Jumat, 23 Juli 2010

Dulu dan Sekarang

DULU DAN SEKARANG
“Kontemplasi Gerakan”

“Sejarah adalah catatan statistik tentang denyut hari, gerak tangan, langkah kaki dan ketajaman akal.” ( Malik bin Nabi )

Dua belas tahun reformasi. Dua belas tahun yang lalu, bangsa ini telah memuntahkan darah segar pemudanya. Ibu pertiwi seperti menepati janjinya. Janji untuk melahirkan anak-anak yang setia pada cita-cita luhurnya, anak-anak yang membawa keberanian di tengah ketakutan, mengibarkan bendera perlawanan terhadap penindasan, anak-anak yang memberikan darah dengan tulus sebagai mahar untuk kebebasan dan keadilan, anak-anak yang meninggalkan masa mudanya dengan panuh cinta untuk hidup dalam debu dan deru jalanan, bahkan menyerahkan hidupnya untuk bangsa ini bisa hidup dengan cara yang lebih baik. (Anis Matta, Dari Gerakan ke Negara).
Semangat itu, rasanya ingin sekali hadir di tengah zaman saat ini. Tidak bermaksud untuk beromantisme sejarah, namun sadarkah diri kita dengan degradasi semangat pemuda Islam ? Zaman besar telah dilahirkan abad, tetapi zaman besar itu hanya menemukan manusia kerdil (Friedrich von Schiller). Kita pun ingat dengan sejarah tarbiyah, bagaimana ia diperjuangkan. Sungguh luar biasa. Mungkin di antara kita ada yang pernah mendengar cerita para generasi pertama pejuang tarbiyah di negeri ini. Jarak yang harus mereka tempuh untuk menikmati tarbiyah, bukan lagi antar desa, namun antar kota. Belum lagi intimidasi dari rezim diktator. Tarbiyah yang dilakukan dengan sembuyi-sembunyi, kesulitan-kesulitan yang mereka hadapi, itulah yang membuat meraka memiliki jiwa-jiwa yang tak mudah menyerah, tsabat, tak mudah menyerah, kekuatan militansi yang tinggi sehingga, sampai kepada kita saat ini sebagai generasi penerus.

-- -- --

** PERINTAH 1 **
Hitung jumlah baris data di bawah yang memuat kata "green", dengan membedakan huruf besar dan kecil. Tuliskan angkanya saja.
** PERINTAH 2 **
Lanjutkan teks sumber di atas tentang semangat reformasi dan perjuangan tarbiyah, mulai setelah kalimat terakhirnya.

-- -- --

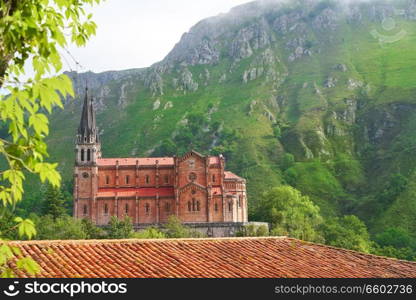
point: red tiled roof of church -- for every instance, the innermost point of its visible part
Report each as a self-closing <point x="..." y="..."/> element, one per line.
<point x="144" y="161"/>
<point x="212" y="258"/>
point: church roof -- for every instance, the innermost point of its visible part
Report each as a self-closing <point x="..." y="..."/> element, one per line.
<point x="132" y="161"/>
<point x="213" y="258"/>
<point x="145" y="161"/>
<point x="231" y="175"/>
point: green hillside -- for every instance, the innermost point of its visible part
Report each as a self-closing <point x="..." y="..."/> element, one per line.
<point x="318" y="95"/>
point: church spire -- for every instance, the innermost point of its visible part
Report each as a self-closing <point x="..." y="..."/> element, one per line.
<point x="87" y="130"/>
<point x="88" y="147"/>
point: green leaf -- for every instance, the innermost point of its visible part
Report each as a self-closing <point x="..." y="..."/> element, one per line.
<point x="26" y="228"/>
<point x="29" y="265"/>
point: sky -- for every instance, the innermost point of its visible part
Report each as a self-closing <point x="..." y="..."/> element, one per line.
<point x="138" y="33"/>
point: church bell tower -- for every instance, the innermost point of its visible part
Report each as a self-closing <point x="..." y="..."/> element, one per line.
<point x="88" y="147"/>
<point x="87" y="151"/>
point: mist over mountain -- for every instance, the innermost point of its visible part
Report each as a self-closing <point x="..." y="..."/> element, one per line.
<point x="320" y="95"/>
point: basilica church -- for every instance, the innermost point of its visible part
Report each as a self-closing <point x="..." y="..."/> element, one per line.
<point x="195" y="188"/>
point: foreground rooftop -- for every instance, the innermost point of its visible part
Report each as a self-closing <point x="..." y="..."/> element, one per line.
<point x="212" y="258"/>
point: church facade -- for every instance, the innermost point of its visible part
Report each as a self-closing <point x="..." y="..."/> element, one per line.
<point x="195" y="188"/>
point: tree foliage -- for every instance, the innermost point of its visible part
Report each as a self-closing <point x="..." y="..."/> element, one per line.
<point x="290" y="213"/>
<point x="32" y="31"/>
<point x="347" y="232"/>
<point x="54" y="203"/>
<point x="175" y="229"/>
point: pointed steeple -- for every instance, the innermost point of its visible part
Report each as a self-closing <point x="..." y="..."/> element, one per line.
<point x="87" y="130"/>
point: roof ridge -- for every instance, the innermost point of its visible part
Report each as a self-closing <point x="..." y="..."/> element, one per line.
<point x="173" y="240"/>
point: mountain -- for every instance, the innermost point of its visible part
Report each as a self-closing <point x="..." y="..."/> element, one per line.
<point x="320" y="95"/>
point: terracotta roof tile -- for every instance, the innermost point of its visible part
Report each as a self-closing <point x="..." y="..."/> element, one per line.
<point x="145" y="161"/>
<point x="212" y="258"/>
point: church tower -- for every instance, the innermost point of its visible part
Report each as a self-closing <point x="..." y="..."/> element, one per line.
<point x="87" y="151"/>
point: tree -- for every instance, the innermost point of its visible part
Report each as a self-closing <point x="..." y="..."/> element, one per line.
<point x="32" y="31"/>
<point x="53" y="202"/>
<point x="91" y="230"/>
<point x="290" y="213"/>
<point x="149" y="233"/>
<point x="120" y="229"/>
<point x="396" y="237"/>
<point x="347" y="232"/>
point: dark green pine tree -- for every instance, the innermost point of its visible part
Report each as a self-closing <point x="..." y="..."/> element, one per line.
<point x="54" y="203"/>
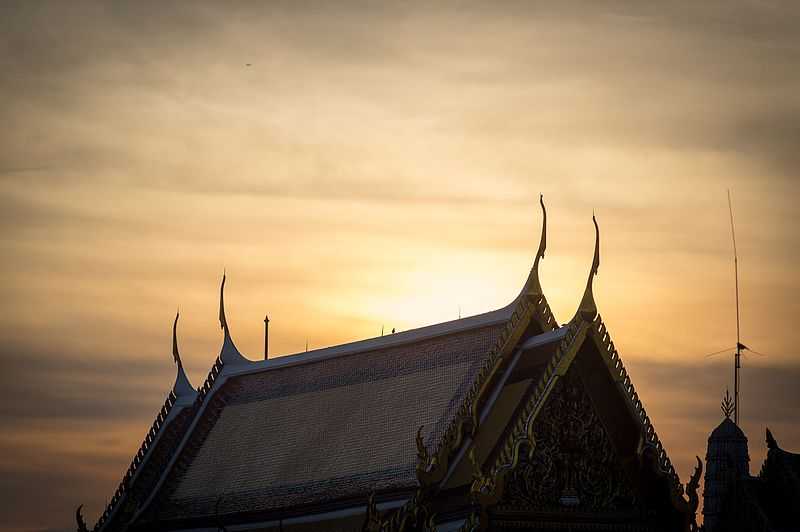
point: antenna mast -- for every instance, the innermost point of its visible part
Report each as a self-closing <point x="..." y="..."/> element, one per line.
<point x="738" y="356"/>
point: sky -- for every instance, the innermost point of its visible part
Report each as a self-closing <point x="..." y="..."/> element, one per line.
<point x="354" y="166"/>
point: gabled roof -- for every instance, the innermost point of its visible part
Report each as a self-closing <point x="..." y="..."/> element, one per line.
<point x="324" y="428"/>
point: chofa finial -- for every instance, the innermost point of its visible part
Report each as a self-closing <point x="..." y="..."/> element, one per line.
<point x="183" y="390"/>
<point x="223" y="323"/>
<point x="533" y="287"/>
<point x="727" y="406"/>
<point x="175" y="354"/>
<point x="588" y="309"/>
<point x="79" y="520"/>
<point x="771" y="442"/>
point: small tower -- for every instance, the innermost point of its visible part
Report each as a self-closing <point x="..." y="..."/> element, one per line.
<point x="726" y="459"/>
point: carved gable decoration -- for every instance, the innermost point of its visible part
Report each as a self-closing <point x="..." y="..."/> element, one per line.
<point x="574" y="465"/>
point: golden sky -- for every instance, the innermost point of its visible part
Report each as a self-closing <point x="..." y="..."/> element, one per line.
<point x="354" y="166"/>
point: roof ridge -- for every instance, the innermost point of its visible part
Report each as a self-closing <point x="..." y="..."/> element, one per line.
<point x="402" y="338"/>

-- -- --

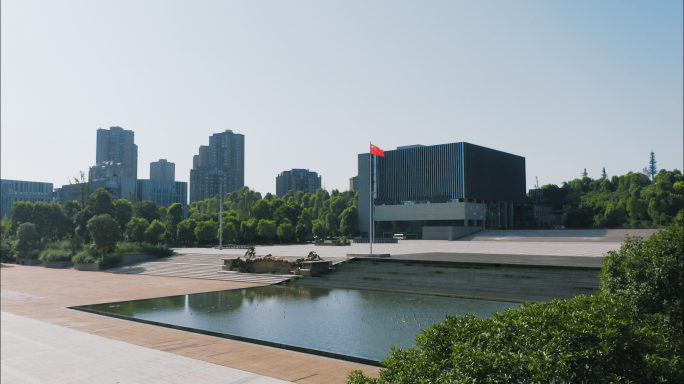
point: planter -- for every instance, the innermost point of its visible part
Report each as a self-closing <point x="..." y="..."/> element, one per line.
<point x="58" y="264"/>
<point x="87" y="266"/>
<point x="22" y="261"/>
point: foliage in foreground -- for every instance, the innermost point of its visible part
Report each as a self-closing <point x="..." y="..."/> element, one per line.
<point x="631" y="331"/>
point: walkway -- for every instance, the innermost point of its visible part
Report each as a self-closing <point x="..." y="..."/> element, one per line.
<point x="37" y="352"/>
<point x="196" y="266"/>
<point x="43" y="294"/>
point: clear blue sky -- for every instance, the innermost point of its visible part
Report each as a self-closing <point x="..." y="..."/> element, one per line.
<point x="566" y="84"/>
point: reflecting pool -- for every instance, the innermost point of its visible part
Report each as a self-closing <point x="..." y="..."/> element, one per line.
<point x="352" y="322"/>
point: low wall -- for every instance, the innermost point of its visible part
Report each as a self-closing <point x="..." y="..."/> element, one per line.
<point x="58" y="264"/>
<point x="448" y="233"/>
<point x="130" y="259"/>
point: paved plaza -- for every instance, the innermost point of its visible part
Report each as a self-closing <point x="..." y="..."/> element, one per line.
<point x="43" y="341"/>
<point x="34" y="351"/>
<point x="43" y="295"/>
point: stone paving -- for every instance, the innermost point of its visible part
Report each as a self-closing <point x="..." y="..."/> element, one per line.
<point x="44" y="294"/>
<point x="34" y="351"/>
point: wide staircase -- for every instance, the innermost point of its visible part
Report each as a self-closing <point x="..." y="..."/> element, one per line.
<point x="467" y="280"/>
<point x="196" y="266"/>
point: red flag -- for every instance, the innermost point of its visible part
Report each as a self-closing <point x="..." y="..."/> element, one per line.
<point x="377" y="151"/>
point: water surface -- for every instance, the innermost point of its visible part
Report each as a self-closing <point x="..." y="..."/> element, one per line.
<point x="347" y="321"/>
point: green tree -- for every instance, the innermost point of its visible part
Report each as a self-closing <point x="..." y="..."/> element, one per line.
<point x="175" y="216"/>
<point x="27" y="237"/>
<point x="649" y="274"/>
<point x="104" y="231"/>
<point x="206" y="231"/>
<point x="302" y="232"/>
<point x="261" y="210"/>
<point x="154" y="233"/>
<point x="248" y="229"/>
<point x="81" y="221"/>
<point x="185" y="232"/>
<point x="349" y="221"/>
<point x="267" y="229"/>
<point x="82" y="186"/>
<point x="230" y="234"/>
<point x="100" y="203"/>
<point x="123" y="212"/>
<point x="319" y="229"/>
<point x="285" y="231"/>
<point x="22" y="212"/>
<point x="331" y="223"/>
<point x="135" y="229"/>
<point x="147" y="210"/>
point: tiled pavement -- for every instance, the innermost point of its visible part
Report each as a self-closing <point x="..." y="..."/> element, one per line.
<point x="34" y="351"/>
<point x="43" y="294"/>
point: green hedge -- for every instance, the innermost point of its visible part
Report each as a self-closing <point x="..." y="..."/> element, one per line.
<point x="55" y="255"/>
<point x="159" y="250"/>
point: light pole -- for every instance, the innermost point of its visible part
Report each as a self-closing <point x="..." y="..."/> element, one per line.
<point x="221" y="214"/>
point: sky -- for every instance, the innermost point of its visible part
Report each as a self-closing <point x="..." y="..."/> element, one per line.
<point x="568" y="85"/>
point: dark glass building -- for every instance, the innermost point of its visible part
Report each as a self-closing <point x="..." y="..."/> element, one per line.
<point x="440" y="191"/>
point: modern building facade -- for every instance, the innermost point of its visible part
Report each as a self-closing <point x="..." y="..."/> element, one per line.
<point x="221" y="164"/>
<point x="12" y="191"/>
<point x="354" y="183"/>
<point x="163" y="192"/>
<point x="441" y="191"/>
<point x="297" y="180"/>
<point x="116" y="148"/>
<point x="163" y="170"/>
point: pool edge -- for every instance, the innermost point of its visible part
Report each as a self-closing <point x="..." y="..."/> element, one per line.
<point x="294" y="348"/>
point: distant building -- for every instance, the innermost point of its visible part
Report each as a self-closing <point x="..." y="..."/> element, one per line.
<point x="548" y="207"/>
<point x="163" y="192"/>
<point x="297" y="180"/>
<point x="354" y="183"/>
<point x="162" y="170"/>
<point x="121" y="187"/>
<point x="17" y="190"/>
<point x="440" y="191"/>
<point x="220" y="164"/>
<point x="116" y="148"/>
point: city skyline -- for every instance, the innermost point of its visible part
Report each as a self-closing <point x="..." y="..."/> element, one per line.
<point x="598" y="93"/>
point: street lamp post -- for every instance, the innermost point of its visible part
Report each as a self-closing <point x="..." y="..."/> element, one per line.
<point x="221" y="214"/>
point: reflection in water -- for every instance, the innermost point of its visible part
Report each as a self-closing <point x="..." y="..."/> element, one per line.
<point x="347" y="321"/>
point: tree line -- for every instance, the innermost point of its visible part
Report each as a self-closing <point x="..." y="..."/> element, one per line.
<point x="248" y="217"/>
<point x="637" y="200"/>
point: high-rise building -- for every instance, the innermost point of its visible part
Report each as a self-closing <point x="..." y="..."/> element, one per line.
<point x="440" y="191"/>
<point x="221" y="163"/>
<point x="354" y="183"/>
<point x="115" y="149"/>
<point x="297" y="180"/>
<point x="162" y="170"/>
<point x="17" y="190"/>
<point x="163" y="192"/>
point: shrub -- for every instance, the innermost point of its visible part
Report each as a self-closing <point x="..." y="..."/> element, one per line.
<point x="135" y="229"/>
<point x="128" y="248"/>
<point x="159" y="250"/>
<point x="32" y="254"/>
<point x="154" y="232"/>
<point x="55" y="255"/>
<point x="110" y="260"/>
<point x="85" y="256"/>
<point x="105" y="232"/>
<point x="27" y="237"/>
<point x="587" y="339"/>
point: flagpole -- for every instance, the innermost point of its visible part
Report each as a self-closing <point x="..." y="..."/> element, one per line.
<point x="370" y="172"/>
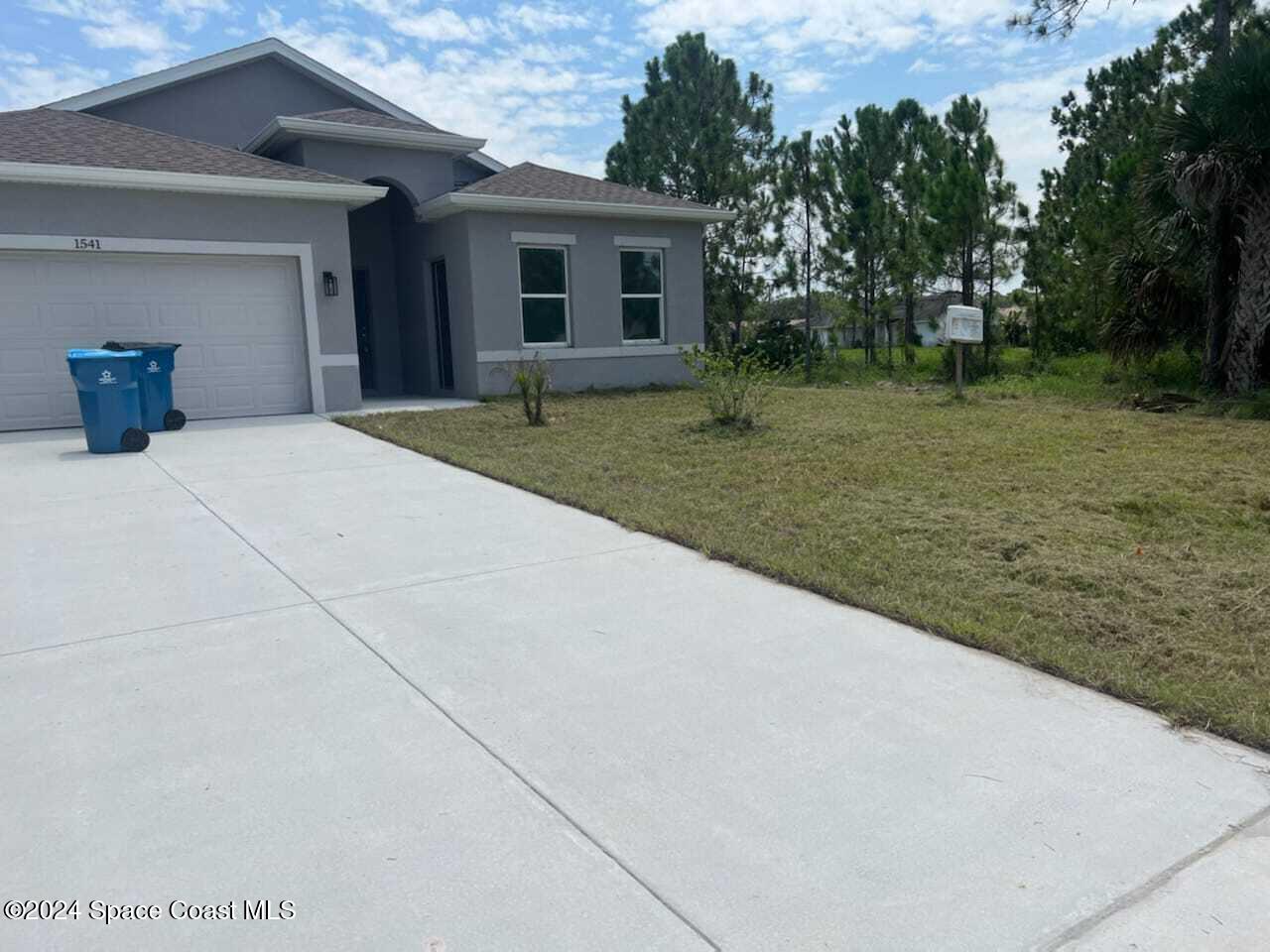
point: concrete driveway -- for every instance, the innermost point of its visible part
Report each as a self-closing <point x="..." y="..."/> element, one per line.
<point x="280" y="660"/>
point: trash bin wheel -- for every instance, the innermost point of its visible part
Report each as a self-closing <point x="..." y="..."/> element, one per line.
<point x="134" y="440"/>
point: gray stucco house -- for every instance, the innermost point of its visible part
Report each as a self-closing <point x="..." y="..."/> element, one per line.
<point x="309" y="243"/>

-- -- --

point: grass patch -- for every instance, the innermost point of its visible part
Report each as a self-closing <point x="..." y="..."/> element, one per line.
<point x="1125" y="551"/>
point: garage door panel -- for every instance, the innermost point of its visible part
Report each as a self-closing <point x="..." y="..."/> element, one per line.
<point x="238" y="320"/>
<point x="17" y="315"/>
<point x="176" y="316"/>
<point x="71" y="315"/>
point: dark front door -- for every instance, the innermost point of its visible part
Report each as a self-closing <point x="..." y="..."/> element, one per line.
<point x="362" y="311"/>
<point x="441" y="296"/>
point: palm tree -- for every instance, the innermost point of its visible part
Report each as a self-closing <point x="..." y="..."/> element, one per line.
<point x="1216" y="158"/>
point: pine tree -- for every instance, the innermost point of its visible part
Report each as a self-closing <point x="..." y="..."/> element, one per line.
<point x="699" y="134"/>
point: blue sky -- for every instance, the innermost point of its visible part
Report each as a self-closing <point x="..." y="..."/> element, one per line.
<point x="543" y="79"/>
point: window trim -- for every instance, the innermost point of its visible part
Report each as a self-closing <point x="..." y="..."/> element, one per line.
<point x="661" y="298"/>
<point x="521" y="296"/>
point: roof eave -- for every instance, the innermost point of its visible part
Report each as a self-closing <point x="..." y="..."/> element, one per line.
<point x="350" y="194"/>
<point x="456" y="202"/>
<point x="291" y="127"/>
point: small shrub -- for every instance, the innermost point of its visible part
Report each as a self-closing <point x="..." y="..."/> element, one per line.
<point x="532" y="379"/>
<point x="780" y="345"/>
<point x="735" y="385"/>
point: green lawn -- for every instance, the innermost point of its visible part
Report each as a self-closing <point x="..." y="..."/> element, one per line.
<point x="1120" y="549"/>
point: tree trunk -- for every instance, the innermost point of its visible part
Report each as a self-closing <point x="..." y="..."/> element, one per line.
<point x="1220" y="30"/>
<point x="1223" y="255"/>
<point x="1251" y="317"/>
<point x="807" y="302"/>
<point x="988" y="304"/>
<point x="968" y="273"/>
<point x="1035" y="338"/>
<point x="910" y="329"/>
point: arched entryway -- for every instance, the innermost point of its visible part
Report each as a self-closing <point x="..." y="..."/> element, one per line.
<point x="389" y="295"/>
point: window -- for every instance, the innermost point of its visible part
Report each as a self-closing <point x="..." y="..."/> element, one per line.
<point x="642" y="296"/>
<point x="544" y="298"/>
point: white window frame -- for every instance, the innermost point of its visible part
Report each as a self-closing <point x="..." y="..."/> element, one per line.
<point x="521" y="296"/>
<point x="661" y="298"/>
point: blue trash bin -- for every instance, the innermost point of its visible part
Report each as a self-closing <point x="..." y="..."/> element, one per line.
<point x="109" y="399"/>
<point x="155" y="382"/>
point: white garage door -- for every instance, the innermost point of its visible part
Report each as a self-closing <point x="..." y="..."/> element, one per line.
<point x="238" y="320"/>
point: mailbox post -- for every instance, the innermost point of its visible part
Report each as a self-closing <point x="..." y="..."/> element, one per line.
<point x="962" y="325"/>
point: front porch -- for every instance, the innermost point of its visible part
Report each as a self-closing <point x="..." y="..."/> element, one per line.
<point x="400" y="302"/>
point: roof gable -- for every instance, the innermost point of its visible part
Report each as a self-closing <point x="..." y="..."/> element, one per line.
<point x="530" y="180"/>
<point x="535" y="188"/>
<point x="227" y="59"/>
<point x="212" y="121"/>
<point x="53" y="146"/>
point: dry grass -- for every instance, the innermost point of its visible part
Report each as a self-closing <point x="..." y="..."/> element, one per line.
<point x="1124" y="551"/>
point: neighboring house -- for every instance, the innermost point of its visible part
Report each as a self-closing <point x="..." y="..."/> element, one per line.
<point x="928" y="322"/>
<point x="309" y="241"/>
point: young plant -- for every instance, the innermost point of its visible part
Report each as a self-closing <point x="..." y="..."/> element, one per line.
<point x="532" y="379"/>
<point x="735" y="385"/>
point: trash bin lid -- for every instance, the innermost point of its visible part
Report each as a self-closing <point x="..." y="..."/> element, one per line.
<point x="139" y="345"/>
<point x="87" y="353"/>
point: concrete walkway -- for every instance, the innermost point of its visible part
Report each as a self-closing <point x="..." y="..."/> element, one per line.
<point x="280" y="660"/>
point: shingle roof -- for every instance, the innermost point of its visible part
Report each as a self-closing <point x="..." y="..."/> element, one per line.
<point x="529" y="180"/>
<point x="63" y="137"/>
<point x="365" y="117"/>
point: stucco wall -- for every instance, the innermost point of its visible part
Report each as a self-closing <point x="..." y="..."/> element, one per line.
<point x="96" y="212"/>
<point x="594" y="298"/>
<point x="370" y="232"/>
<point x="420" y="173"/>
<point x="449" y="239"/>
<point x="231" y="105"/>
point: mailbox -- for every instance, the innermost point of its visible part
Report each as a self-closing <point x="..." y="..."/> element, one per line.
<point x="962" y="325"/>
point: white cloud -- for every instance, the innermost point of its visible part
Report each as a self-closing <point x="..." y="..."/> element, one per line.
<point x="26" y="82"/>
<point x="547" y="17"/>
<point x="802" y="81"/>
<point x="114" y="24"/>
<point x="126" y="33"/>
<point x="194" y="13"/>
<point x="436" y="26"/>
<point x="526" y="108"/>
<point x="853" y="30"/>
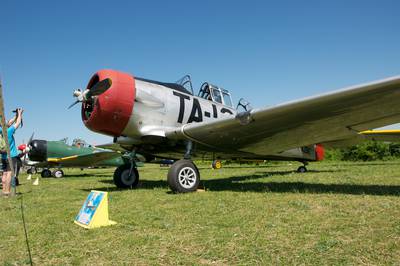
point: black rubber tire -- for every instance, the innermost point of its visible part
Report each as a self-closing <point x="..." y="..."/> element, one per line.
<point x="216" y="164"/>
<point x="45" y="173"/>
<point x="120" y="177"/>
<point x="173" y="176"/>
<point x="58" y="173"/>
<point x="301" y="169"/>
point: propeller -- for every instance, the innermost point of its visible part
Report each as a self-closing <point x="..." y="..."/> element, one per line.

-- -- --

** HASIL LATIHAN 1 **
6

** HASIL LATIHAN 2 **
Memang iman tak dapat diwariskan. Pun dengan militansi. Kondisi dulu dan sekarang yang sangat jauh berbeda, ternyata pun sangat mempengaruhinya. Ketika da’wah memasuki tataran siyasi, tarbiyah yang seharusnya menjadi penguat, seolah ia kini hanya menjadi rutinitas pekanan yang tiada ruh di dalamnya. Dan hasilnya, banyak dihasilkan kader-kader prematur yang pasif dan nyaris selalu memerlukan instruksi untuk menjalankan sebuah amal. Fitnah yang Allah hadirkan di tengah-tengah da’wah ini berupa kemudahan, kuantitas yang semakin bertambah, ternyata tidak kita sadari telah melemahkan salah satu sendi kekuatan da’wah ini. Nashr minallah, idealnya menjadi peluang da’wah yang lebih masif. Namun, tidak semua petarung da’wah ini memahaminya.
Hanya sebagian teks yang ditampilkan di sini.